TASK REQUIREMENTS —
In the lines below, swap "innermost point" for "center point" and change nothing else. Give the lines back without the pictures.

Labeled-object pointing entries —
((
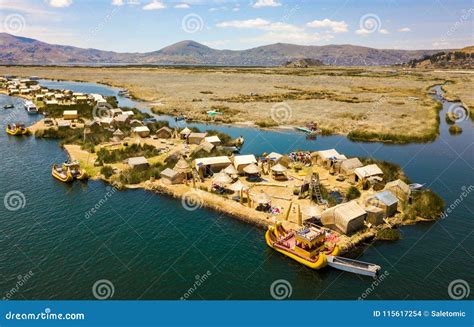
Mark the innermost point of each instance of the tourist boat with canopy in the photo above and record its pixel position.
(68, 172)
(17, 129)
(307, 246)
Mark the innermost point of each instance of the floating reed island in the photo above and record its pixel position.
(352, 200)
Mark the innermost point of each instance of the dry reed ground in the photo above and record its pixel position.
(340, 100)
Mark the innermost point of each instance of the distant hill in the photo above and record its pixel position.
(21, 50)
(462, 58)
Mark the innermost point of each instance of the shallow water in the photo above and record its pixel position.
(150, 247)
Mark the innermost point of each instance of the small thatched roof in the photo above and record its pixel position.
(221, 178)
(279, 168)
(182, 166)
(251, 169)
(262, 198)
(118, 132)
(231, 170)
(185, 131)
(237, 186)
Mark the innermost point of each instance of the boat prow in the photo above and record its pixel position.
(353, 266)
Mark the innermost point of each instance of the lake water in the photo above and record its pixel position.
(150, 247)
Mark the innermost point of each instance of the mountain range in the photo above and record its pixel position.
(16, 50)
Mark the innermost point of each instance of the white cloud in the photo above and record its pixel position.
(266, 3)
(182, 6)
(334, 26)
(59, 3)
(260, 24)
(154, 5)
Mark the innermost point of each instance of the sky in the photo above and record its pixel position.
(149, 25)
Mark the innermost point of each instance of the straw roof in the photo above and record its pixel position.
(185, 131)
(262, 198)
(252, 169)
(231, 170)
(237, 186)
(182, 166)
(311, 211)
(278, 168)
(221, 178)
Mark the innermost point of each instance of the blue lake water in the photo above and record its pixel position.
(150, 247)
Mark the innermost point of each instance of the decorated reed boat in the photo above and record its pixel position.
(17, 129)
(62, 173)
(307, 246)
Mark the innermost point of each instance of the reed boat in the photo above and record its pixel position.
(75, 170)
(307, 246)
(353, 266)
(17, 129)
(30, 107)
(62, 174)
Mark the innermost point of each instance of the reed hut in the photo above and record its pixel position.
(398, 187)
(347, 217)
(386, 201)
(348, 166)
(171, 177)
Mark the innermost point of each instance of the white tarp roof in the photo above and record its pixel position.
(244, 160)
(368, 171)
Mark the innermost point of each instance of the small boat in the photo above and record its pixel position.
(30, 107)
(307, 246)
(353, 266)
(62, 174)
(75, 170)
(416, 186)
(17, 129)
))
REPLY —
Mark the center point of each instance of the tourist boat with canopy in the photo above and record its pixel position.
(68, 172)
(17, 129)
(307, 246)
Mark the center point of each instance of the floating reed island in the photo above and record its pixel position.
(352, 200)
Mark the center point of each instance of the dry reed ground in the photo above and record its pixel position.
(340, 100)
Mark the center point of each instance of the distant hill in the photo above and record its pixel position.
(21, 50)
(462, 58)
Mark the center point of each instance of the shallow water in the photo above and record its pixel position.
(150, 247)
Mark the center point of each instance of the small thatched roof in the photo above and record its pixel position.
(221, 178)
(279, 168)
(182, 166)
(251, 169)
(262, 198)
(118, 132)
(231, 170)
(185, 131)
(237, 186)
Mark the center point of each instance of the boat prow in the photo above and record its pixel position.
(353, 266)
Mark the center point of each instance of the lake water in the photo above and record its pixel position.
(150, 247)
Mark the center point of each instance of the mountain range in the photo above and record its pixel position.
(16, 50)
Mark the center point of each instance of the white cloud in the photo above and record its pixel position.
(266, 3)
(182, 6)
(334, 26)
(59, 3)
(260, 24)
(154, 5)
Mark the center point of each instance of the sky in the photo above and record its pixel position.
(149, 25)
Mark the center point of each instance of the straw roof in the photo above and record its pixel position.
(185, 131)
(262, 198)
(252, 169)
(231, 170)
(237, 186)
(182, 166)
(311, 211)
(278, 168)
(221, 178)
Mark the center point of each instance of the blue lake water in the photo above and record its pixel position.
(150, 247)
Mark the center point of each instance of the decorated reed boat in the photo above and record its pixel position.
(17, 129)
(62, 173)
(307, 246)
Mark the center point of each instance of the reed boat in the photo above and record its pixel position.
(75, 170)
(307, 246)
(353, 266)
(17, 129)
(30, 107)
(62, 174)
Mark the center point of each instance of the reed hut in the photo above and record its pixel position.
(398, 187)
(347, 217)
(386, 201)
(348, 166)
(171, 177)
Mark the center point of each instance of the white tarp roof in the photo above and record its pixel position.
(244, 160)
(368, 171)
Mark the center point of each instance of the small boat in the photo above and record its pixel position.
(30, 107)
(307, 246)
(353, 266)
(62, 174)
(75, 170)
(416, 186)
(17, 129)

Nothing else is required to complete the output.